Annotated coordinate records
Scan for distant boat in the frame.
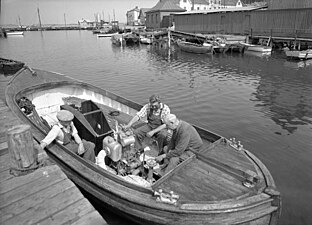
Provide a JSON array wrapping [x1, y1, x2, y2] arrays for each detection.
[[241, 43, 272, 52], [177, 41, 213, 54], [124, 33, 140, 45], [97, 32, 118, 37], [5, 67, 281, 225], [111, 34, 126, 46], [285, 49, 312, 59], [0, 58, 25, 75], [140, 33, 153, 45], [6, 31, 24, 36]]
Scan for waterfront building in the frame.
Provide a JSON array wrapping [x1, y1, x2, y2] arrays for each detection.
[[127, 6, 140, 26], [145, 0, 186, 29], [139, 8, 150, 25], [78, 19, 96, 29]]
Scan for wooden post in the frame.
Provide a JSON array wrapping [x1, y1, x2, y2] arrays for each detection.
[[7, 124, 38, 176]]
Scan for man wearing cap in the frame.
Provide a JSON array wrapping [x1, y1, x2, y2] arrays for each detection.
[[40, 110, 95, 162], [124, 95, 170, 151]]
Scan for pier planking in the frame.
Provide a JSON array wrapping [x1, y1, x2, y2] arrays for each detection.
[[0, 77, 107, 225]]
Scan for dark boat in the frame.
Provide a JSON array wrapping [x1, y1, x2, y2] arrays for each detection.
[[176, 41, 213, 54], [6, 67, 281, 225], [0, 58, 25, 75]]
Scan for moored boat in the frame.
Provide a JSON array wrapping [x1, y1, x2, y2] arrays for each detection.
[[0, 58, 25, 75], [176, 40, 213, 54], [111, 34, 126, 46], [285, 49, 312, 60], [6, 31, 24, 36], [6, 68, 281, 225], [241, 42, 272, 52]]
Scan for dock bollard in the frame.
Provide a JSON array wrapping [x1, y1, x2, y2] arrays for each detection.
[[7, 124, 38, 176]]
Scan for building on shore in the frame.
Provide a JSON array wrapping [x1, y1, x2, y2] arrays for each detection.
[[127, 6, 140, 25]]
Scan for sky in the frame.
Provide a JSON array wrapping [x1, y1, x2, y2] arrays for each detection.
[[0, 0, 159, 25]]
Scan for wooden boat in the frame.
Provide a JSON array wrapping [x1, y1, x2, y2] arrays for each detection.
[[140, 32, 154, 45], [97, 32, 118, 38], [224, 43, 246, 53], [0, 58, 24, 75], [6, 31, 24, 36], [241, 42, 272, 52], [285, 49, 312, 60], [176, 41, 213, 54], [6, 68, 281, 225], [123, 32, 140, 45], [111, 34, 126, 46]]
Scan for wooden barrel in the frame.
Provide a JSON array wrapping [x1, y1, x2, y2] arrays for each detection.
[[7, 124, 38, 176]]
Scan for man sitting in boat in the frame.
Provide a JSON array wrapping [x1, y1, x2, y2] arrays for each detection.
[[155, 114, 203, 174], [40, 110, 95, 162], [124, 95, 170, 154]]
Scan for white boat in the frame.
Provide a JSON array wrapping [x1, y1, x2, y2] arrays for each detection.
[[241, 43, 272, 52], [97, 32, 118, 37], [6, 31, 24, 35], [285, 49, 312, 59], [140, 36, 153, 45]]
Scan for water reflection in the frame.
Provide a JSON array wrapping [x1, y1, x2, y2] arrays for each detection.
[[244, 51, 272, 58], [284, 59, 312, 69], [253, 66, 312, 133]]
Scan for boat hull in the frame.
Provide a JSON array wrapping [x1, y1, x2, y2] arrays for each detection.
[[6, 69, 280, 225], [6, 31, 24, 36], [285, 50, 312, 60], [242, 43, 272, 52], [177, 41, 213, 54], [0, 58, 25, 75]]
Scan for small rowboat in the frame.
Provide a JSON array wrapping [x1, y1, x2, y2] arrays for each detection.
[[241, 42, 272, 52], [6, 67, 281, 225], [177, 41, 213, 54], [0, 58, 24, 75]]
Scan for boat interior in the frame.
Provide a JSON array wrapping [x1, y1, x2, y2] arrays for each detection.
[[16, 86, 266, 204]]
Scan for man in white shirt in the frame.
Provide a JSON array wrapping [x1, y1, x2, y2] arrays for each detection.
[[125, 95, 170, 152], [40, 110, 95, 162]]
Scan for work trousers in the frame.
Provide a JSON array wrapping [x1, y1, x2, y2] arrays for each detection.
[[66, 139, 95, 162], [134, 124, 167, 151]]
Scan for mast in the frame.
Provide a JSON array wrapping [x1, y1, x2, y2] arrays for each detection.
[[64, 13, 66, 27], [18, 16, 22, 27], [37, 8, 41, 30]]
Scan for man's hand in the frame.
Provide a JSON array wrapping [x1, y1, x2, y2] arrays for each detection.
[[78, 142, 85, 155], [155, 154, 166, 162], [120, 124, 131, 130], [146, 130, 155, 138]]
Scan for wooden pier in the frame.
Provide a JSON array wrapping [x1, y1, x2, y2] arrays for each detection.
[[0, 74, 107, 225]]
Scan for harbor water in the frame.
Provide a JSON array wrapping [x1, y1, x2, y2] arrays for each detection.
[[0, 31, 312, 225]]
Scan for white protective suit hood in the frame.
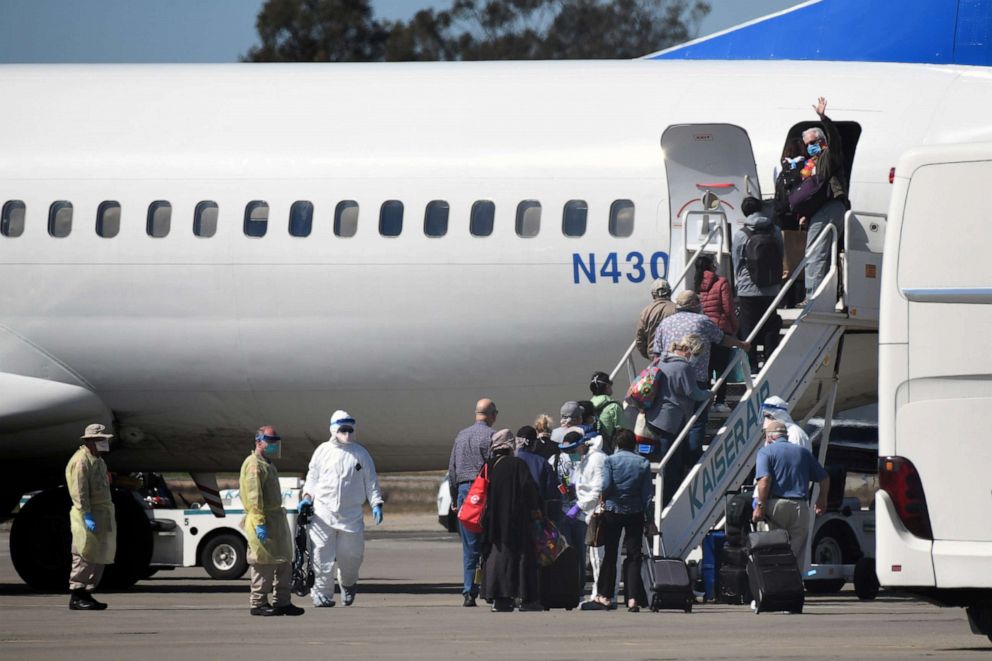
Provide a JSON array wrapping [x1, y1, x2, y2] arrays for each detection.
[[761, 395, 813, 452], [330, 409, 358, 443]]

Exercise => Rewrite all of the material above, replacing "Scan for" with "Look for" and keeping everything else unchanged. Leave the pictures out of your version.

Reply to the task =>
Look for distant boat in the frame.
Provide a JSON array wrapping [x1, y1, x2, y2] arrays for each detection.
[[241, 43, 272, 52], [177, 41, 213, 54], [124, 33, 140, 45], [97, 32, 118, 37], [5, 67, 281, 225], [111, 34, 126, 46], [285, 49, 312, 59], [0, 58, 25, 75], [140, 33, 153, 45], [6, 31, 24, 36]]
Look for waterfront building in the frame.
Provide a JSON array wrapping [x1, y1, x2, y2] arrays for each detection.
[[127, 6, 140, 26], [145, 0, 186, 29], [139, 8, 150, 25], [78, 19, 96, 29]]
Look for wooden post in the frame.
Provide a JSON array wrapping [x1, y1, x2, y2] arrays for each detection.
[[7, 124, 38, 176]]
Look for man wearing cap in the frame.
Provide a JSON array wrapping [x1, y1, x2, y2] arrays for each detection.
[[40, 110, 95, 162], [124, 95, 170, 151]]
Look for pier planking in the frame.
Provide a JSON array wrapping [x1, y1, x2, y2] arrays for each detection.
[[0, 77, 107, 225]]
Look for dark boat in the frame.
Provide a JSON array wrapping [x1, y1, x2, y2] arrays for each detection.
[[176, 41, 213, 54], [6, 67, 281, 225], [0, 58, 25, 75]]
Look for moored boat in the frame.
Provide a JSON array wrapping [x1, y1, x2, y2] arrays for each detection.
[[0, 58, 25, 75], [176, 40, 213, 54], [111, 34, 126, 46], [285, 49, 312, 60], [6, 31, 24, 36], [6, 68, 281, 225], [241, 42, 272, 52]]
Look for dock bollard in the frame.
Provide a JSON array wrapping [x1, y1, x2, y2] arrays for each detection.
[[7, 124, 38, 176]]
Look for building on shore in the frame.
Provide a JSON array wrapping [x1, y1, x2, y2] arrays for each detection.
[[127, 6, 140, 25]]
Look for sky in the frame.
Provide a JSON array wrapping [x1, y1, x2, y2] arrays for each detection.
[[0, 0, 159, 25]]
Look for wooden boat in the frame.
Provide a JSON array wrapping [x1, y1, x2, y2] arrays for each detection.
[[140, 32, 154, 45], [97, 32, 118, 38], [224, 43, 246, 53], [0, 58, 24, 75], [6, 31, 24, 36], [241, 42, 272, 52], [285, 49, 312, 60], [176, 41, 213, 54], [6, 68, 281, 225], [123, 32, 140, 45], [111, 34, 126, 46]]
Look for wooden barrel in the frame.
Provide a JSON array wrapping [x1, y1, x2, y2] arrays for each detection.
[[7, 124, 38, 176]]
Look for man sitting in boat in the frame.
Provide a JSON array wrapping [x1, y1, x2, y2] arrays for each detection.
[[155, 114, 203, 174], [40, 110, 95, 162], [124, 95, 170, 154]]
Look for white boat in the frame.
Provide a JSON array wrapping [x1, y1, x2, y2] arrays for each detection.
[[241, 43, 272, 52], [97, 32, 118, 37], [6, 31, 24, 35], [285, 49, 312, 59], [140, 36, 153, 45]]
Look for water reflection in the frame.
Provide a JSON array wrapping [x1, y1, x2, y2] arrays for each detection.
[[244, 51, 272, 58], [284, 59, 312, 69], [253, 66, 312, 133]]
Look for boat hull in the frame.
Provide a JSON array wrapping [x1, y1, x2, y2] arrays for each detection.
[[6, 69, 280, 225], [6, 31, 24, 36], [285, 50, 312, 60], [242, 43, 272, 52], [177, 41, 213, 54], [0, 58, 25, 75]]
Look for small rowboat in the frame.
Provide a JSON array wrapping [x1, y1, x2, y2] arrays for each detection.
[[241, 42, 272, 52], [6, 67, 281, 225], [177, 41, 213, 54], [0, 58, 24, 75]]
Look for boat interior in the frame.
Provide a JSON array wrapping [x1, y1, x2, y2] arrays for each detection.
[[16, 86, 266, 204]]
Look for man in white shirt in the frame.
Provide a JSON array wrapping [x1, y1, x2, y2] arrays for each detection.
[[125, 95, 170, 152], [40, 110, 95, 162]]
Look for work trousers in the frame.
Provide a JSON array wrapping [x1, y1, x2, y2] arrays for each detection.
[[66, 139, 95, 162], [134, 124, 167, 151]]
Look for mast in the frame.
Provide a JSON array wrapping [x1, y1, x2, y2] arrays for each detection.
[[64, 13, 66, 27], [18, 16, 22, 27], [37, 8, 41, 30]]
Look for man's hand in the frame.
Provide a JSON array wrapping [x1, y1, x2, y2] arrays for each detection.
[[78, 142, 85, 155], [155, 154, 166, 162], [120, 124, 131, 130], [146, 130, 155, 138]]
Look for wooden pier in the frame.
Provide a JSON array wrapping [x1, y1, x2, y2] arrays for each detection.
[[0, 74, 107, 225]]
Look for harbor water in the frame.
Provide a JSON array wrapping [x1, y1, x2, y2] arrays for each detection.
[[0, 31, 312, 225]]
Look for white protective suit hood in the frame.
Provide a JSON array wrapping [x1, y1, x2, y2] arrays for each detection.
[[761, 395, 813, 452], [330, 409, 358, 443]]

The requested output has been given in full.